### DATA LISTING

(begin)

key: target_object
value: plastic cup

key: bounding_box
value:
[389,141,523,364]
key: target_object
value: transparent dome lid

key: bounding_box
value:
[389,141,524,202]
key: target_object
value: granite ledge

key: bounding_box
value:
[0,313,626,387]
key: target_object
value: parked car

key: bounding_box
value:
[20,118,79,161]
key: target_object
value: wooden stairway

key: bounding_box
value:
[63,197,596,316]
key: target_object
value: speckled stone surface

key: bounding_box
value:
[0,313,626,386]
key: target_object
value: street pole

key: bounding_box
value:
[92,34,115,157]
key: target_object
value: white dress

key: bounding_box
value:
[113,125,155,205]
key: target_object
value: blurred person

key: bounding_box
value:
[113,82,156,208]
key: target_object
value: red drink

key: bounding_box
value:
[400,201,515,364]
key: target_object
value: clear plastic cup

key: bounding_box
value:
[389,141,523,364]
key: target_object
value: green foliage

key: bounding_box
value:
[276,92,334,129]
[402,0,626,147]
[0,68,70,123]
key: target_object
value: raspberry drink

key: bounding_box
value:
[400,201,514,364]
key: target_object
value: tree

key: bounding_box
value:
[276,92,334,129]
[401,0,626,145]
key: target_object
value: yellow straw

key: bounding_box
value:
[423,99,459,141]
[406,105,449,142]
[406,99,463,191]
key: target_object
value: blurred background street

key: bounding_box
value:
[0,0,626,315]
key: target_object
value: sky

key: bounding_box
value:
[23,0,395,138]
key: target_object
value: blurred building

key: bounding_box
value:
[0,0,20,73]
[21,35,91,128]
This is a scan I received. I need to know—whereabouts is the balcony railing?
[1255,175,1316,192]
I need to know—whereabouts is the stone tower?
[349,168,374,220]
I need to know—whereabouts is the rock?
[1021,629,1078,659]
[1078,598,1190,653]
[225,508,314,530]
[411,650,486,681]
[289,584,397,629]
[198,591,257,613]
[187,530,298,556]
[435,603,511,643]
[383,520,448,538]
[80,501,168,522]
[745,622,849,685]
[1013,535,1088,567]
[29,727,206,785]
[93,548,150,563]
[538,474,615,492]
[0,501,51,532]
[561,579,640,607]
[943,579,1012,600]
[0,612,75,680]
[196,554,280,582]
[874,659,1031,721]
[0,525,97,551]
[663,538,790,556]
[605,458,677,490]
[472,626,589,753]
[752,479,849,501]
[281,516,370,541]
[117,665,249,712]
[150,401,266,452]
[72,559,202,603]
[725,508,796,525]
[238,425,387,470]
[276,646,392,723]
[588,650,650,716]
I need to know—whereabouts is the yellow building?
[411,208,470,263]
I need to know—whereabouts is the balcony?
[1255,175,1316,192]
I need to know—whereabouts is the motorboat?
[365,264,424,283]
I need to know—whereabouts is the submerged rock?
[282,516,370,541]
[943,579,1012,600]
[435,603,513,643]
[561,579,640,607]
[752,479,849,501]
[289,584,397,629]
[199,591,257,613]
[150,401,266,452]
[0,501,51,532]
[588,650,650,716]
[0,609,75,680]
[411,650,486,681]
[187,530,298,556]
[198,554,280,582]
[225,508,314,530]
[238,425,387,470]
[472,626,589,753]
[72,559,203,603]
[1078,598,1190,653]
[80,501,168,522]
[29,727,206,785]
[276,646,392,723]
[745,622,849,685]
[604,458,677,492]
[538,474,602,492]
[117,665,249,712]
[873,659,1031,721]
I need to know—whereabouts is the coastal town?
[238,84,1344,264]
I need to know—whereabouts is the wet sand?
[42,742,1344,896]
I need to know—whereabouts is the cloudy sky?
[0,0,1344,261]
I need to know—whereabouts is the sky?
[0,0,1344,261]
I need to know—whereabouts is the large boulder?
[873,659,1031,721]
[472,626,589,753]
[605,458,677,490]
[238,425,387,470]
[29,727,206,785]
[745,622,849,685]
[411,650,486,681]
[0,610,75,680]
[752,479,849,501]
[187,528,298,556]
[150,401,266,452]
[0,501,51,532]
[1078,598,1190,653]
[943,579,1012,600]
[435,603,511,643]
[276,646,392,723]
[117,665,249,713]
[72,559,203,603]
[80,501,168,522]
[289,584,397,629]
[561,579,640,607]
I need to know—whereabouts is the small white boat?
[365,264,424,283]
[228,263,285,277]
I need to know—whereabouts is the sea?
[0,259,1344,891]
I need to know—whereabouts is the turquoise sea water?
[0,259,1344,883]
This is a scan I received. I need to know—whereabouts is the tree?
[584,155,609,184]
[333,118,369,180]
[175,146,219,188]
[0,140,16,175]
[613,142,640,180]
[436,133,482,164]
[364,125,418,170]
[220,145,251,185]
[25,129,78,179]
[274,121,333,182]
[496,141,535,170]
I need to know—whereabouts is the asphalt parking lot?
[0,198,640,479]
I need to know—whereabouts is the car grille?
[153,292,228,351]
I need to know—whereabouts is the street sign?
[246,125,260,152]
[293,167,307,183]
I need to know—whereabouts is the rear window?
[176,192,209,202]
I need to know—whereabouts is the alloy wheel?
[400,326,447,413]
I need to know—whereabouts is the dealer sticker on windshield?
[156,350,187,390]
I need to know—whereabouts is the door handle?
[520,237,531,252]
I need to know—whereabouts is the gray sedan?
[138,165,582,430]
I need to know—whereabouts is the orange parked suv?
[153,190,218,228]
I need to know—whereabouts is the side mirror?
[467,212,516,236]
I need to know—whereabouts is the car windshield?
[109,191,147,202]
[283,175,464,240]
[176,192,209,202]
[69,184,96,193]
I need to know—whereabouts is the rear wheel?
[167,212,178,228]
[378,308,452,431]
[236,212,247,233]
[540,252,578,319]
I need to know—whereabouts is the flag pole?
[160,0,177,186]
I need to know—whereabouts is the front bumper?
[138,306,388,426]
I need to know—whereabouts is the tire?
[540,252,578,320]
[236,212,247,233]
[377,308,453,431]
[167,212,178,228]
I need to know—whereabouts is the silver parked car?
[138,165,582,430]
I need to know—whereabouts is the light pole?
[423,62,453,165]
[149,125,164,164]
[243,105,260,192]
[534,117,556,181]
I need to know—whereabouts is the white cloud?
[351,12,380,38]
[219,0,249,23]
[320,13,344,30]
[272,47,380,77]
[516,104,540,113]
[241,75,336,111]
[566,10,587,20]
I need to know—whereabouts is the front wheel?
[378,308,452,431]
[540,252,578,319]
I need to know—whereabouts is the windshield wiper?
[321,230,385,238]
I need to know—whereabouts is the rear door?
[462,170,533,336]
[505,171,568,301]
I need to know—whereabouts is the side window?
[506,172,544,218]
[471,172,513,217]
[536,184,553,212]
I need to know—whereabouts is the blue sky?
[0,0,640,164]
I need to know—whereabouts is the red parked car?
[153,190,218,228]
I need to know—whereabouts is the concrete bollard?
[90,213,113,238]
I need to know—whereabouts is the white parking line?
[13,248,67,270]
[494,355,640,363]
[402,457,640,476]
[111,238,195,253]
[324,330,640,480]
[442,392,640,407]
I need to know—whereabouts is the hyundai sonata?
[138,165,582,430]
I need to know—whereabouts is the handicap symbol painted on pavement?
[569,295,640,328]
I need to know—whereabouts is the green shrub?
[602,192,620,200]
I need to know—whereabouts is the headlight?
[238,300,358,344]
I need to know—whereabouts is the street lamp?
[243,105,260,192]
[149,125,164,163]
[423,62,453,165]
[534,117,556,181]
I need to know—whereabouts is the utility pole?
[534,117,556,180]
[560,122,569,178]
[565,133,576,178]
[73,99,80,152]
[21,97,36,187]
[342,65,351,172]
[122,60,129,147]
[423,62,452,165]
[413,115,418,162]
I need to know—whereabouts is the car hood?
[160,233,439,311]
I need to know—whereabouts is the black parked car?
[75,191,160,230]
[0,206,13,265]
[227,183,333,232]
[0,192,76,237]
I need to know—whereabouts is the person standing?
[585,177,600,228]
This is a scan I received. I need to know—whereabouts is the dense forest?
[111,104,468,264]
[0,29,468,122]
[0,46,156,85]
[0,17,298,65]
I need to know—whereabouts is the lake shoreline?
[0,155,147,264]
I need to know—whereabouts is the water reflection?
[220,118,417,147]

(end)

### TASK BRIEF
Copy out the records verbatim, from the line containing "I need to know—whereabouts is the asphalt" up to and including the line containing "[90,213,113,238]".

### TASK OUTPUT
I need to know—whereabouts is the asphalt parking lot?
[0,198,640,479]
I need to know—whereabouts is the car grille?
[153,292,228,351]
I need to know—whereabouts is the street sign?
[246,125,260,152]
[293,167,307,183]
I need to know—whereabouts is the rear window?
[176,192,209,202]
I need to know—whereabouts is the alloy wheel?
[400,326,447,413]
I need to know—whereabouts is the dealer sticker on windshield?
[156,350,187,390]
I need to know—whereabouts is the door handle?
[520,237,531,252]
I need to know—whereabouts is the gray sedan?
[138,165,582,430]
I need to know—whereabouts is the orange parked suv?
[153,190,218,228]
I need to know—whereabouts is the side mirror?
[467,212,516,236]
I need to know—whereabouts is the car windshield?
[109,191,147,202]
[283,175,464,240]
[176,192,209,202]
[69,184,96,193]
I need to know—whereabouts is the rear wheel?
[167,212,178,228]
[378,308,452,431]
[236,212,247,233]
[540,252,578,319]
I need to know—whereabouts is the flag pole?
[160,0,177,186]
I need to know—whereabouts is the front bumper?
[138,306,388,426]
I need to know—whereabouts is the tire?
[540,252,578,320]
[236,212,247,233]
[377,308,453,431]
[167,212,178,228]
I need to know—whereabouts is the silver parked car?
[138,165,582,430]
I need to know—whereabouts is the light pole?
[423,62,453,165]
[149,125,164,164]
[243,105,260,192]
[534,117,556,181]
I need to know—whereabouts is the white cloud?
[351,12,380,38]
[219,0,249,23]
[320,13,344,30]
[272,47,380,77]
[516,104,540,113]
[241,75,336,111]
[566,10,587,20]
I need to know—whereabouts is the front wheel?
[378,308,452,431]
[540,252,578,319]
I need to know—whereabouts is the windshield wiper?
[321,230,385,238]
I need to know—whereabouts is the rear door?
[462,170,533,336]
[505,171,568,301]
I need to know—whereabouts is the side window?
[506,172,544,218]
[471,172,513,217]
[536,184,553,212]
I need to know—whereabouts is the blue sky?
[0,0,640,164]
I need to know—whereabouts is the red parked car?
[153,190,218,228]
I need to know—whereabouts is the concrete bollard?
[90,213,113,238]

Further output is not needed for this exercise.